→ To do:
Transcribe all of the data exactly, leaving nothing out.

------ Provided data ------

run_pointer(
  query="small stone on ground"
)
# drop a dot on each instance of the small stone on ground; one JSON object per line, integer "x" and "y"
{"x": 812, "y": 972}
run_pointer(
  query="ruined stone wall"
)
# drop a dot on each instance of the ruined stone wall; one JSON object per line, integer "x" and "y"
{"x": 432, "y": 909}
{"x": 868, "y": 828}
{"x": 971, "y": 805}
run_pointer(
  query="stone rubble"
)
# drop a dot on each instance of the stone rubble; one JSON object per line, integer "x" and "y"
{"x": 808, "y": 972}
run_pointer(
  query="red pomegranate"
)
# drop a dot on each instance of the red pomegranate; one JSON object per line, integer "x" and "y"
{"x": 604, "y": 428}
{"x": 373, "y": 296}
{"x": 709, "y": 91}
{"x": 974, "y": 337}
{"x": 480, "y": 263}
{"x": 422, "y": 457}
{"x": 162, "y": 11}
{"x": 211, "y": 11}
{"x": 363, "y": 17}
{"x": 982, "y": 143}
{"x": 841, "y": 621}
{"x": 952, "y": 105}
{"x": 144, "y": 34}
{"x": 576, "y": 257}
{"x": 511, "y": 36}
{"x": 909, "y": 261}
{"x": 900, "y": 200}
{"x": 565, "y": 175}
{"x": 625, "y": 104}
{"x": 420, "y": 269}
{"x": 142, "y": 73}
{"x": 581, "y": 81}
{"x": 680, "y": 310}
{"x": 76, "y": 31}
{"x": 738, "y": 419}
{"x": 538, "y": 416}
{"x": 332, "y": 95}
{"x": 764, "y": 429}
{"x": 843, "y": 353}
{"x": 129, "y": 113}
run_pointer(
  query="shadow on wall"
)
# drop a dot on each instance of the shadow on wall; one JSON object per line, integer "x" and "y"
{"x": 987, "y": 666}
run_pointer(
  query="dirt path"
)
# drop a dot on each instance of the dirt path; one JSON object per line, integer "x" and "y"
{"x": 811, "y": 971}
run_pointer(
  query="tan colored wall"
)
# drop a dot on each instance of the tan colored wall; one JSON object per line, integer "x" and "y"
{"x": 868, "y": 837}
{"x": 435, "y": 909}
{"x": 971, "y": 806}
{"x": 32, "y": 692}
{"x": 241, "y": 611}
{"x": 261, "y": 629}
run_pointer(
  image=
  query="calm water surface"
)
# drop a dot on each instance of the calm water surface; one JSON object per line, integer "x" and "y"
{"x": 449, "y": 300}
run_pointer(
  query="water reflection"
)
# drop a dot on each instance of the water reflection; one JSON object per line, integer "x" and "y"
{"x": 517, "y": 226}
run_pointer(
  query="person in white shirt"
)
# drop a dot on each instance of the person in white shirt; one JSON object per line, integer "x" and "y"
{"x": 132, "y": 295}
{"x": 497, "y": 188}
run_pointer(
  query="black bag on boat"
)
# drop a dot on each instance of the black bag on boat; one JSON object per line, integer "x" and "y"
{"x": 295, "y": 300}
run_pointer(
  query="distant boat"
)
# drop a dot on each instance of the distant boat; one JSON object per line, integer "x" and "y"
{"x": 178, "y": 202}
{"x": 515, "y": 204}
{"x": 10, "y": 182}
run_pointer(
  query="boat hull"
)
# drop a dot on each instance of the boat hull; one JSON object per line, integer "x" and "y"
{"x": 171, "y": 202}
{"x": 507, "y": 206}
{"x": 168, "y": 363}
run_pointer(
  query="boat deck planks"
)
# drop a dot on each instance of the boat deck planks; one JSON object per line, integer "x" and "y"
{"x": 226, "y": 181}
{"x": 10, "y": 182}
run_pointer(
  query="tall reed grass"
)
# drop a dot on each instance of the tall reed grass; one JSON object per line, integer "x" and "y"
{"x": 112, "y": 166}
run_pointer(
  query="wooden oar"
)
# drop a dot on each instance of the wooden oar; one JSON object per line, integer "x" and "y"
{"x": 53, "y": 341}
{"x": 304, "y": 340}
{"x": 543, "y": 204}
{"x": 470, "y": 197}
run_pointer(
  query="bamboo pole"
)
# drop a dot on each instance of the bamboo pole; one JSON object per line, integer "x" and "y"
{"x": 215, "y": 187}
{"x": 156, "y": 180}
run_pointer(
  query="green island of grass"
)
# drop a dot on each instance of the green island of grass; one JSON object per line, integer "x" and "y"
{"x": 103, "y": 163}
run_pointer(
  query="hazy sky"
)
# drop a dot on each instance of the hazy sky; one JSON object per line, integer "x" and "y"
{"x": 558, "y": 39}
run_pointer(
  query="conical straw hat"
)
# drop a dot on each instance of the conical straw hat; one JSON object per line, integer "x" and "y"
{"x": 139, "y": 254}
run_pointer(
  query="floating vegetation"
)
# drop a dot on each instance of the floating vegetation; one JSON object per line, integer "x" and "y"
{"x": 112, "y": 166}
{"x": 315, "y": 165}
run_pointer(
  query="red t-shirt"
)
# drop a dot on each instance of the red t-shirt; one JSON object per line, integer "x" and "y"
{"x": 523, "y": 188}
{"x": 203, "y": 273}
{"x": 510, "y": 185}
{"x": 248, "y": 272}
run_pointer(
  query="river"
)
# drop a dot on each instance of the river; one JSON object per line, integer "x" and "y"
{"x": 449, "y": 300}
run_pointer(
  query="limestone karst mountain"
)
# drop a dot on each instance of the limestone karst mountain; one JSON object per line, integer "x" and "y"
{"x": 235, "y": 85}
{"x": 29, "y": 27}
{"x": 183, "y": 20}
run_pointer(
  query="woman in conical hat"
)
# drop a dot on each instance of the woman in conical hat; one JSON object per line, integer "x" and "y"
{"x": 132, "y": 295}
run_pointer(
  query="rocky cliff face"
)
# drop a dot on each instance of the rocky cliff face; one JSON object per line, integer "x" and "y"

------

→ Exercise result:
run_pointer(
  query="small stone on ground"
)
# drop a dot on each instance of the small stone on ground; one JSON object per line, integer "x" and "y"
{"x": 812, "y": 972}
run_pointer(
  query="ruined stone wall"
)
# drop a dot on each instance of the ruined stone wall; one JSON object per line, integer "x" and "y"
{"x": 432, "y": 909}
{"x": 868, "y": 828}
{"x": 971, "y": 805}
run_pointer(
  query="stone rubble"
)
# drop a dot on each instance of the stone rubble; one JSON object per line, integer "x" and "y"
{"x": 808, "y": 972}
run_pointer(
  query="red pomegranate"
)
# drop a dot on each instance of the red pomegranate; one JSON object per line, integer "x" and "y"
{"x": 604, "y": 428}
{"x": 373, "y": 296}
{"x": 709, "y": 91}
{"x": 974, "y": 337}
{"x": 480, "y": 263}
{"x": 422, "y": 457}
{"x": 162, "y": 11}
{"x": 211, "y": 11}
{"x": 363, "y": 17}
{"x": 982, "y": 143}
{"x": 841, "y": 621}
{"x": 952, "y": 105}
{"x": 144, "y": 34}
{"x": 576, "y": 257}
{"x": 511, "y": 36}
{"x": 909, "y": 261}
{"x": 900, "y": 200}
{"x": 565, "y": 175}
{"x": 625, "y": 104}
{"x": 420, "y": 269}
{"x": 142, "y": 73}
{"x": 581, "y": 81}
{"x": 680, "y": 310}
{"x": 76, "y": 31}
{"x": 738, "y": 419}
{"x": 538, "y": 416}
{"x": 332, "y": 95}
{"x": 764, "y": 429}
{"x": 843, "y": 353}
{"x": 129, "y": 113}
run_pointer(
  query="shadow on wall"
)
# drop a dot on each instance of the shadow on wall; one JSON object per line, integer "x" and "y"
{"x": 987, "y": 666}
run_pointer(
  query="dirt path"
)
# drop a dot on each instance of the dirt path; one JSON object per line, integer "x" and "y"
{"x": 811, "y": 971}
run_pointer(
  query="tan colored wall"
)
# drop a dot on each instance of the tan colored wall; one JSON object per line, integer "x" and "y"
{"x": 868, "y": 837}
{"x": 435, "y": 909}
{"x": 971, "y": 806}
{"x": 32, "y": 692}
{"x": 241, "y": 611}
{"x": 261, "y": 629}
run_pointer(
  image=
  query="calm water surface"
)
# drop a dot on each instance of the calm water surface; one JSON object per line, integer "x" and "y"
{"x": 449, "y": 300}
run_pointer(
  query="water reflection"
)
# drop a dot on each instance of the water reflection; one JSON object per line, integer "x" and "y"
{"x": 517, "y": 226}
run_pointer(
  query="person in white shirt"
)
# drop a dot on each instance of the person in white shirt; one JSON object per line, integer "x" and "y"
{"x": 132, "y": 295}
{"x": 497, "y": 188}
run_pointer(
  query="black bag on boat"
)
# drop a dot on each instance of the black bag on boat; one JSON object per line, integer "x" and "y"
{"x": 295, "y": 300}
run_pointer(
  query="distant boat"
)
# drop a dot on each instance of the distant boat; one JSON object per line, integer "x" and "y"
{"x": 178, "y": 202}
{"x": 515, "y": 204}
{"x": 10, "y": 182}
run_pointer(
  query="boat hull"
)
# drop a dot on each instance of the boat hull; one JSON object per line, integer "x" and "y"
{"x": 171, "y": 202}
{"x": 507, "y": 206}
{"x": 168, "y": 363}
run_pointer(
  query="boat deck planks"
)
# drop a dot on each instance of the boat deck planks; one JSON object per line, integer "x" and "y"
{"x": 226, "y": 181}
{"x": 10, "y": 182}
run_pointer(
  query="tall reed grass"
)
# drop a dot on each instance of the tall reed grass; one JSON object per line, integer "x" and "y"
{"x": 112, "y": 166}
run_pointer(
  query="wooden oar"
)
# drop a dot on each instance of the wooden oar; one JSON object per line, integer "x" and "y"
{"x": 53, "y": 341}
{"x": 304, "y": 340}
{"x": 543, "y": 204}
{"x": 470, "y": 197}
run_pointer(
  query="bamboo pole"
)
# drop a dot on each instance of the bamboo pole; one JSON object per line, integer "x" and "y"
{"x": 215, "y": 187}
{"x": 156, "y": 180}
run_pointer(
  query="green island of grass"
)
# drop a dot on each instance of the green island of grass; one JSON object per line, integer "x" and "y"
{"x": 103, "y": 163}
run_pointer(
  query="hazy sky"
)
# drop a dot on each instance of the hazy sky; one JSON object per line, integer "x" and "y"
{"x": 558, "y": 39}
run_pointer(
  query="conical straw hat"
)
# drop a dot on each instance of the conical straw hat; one JSON object per line, integer "x" and "y"
{"x": 139, "y": 254}
run_pointer(
  query="floating vegetation"
)
# drop a dot on each instance of the floating vegetation; one JSON object per line, integer "x" and "y"
{"x": 112, "y": 166}
{"x": 315, "y": 165}
run_pointer(
  query="red t-shirt"
)
# drop a dot on each instance of the red t-shirt; one JSON object per line, integer "x" and "y"
{"x": 523, "y": 188}
{"x": 203, "y": 273}
{"x": 510, "y": 185}
{"x": 248, "y": 272}
run_pointer(
  query="river"
)
# drop a dot on each instance of the river; one JSON object per line, integer "x" and "y"
{"x": 449, "y": 300}
run_pointer(
  query="limestone karst mountain"
)
# drop a dot on each instance of the limestone karst mountain; one JSON object per line, integer "x" and "y"
{"x": 235, "y": 85}
{"x": 29, "y": 27}
{"x": 183, "y": 20}
run_pointer(
  query="woman in conical hat"
)
# drop a dot on each instance of the woman in conical hat; one JSON object per line, integer "x" and "y"
{"x": 132, "y": 295}
run_pointer(
  query="rocky cliff face"
)
# drop a dot on each instance of the rocky cliff face; one JSON object per line, integer "x" and "y"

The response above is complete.